GIVEN ENTRIES:

-- -- --

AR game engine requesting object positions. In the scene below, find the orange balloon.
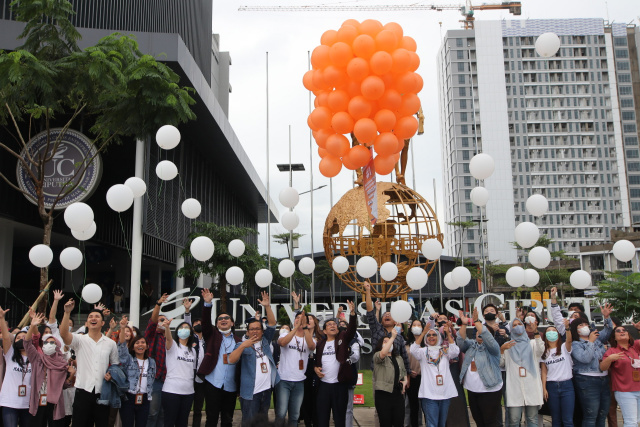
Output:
[378,88,402,111]
[360,19,382,37]
[391,48,410,73]
[329,42,353,67]
[352,34,376,59]
[348,95,371,120]
[320,30,338,46]
[347,58,369,82]
[331,111,353,134]
[373,109,396,133]
[353,117,378,144]
[394,116,418,139]
[373,132,398,156]
[338,24,359,46]
[376,30,398,53]
[309,107,331,130]
[325,133,349,157]
[320,155,342,178]
[360,76,384,100]
[369,51,393,75]
[400,36,418,52]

-- -- --

Reproduce the rows with "orange balloon" swapped for "red balloon" and everything else unchanged. Omit the pictures from the output.

ANSWER TO THE EXERCISE:
AR game engine requesting object positions. In the scene below, find the red balloon.
Output:
[378,88,402,111]
[360,19,382,37]
[391,48,410,73]
[329,42,353,67]
[352,34,376,59]
[348,95,371,120]
[320,30,338,46]
[347,58,369,82]
[331,111,353,134]
[373,109,396,133]
[353,117,378,144]
[394,116,418,139]
[373,132,398,156]
[338,24,359,46]
[376,30,398,53]
[309,107,331,130]
[325,133,349,157]
[320,155,342,178]
[360,76,384,100]
[369,51,393,75]
[400,36,418,52]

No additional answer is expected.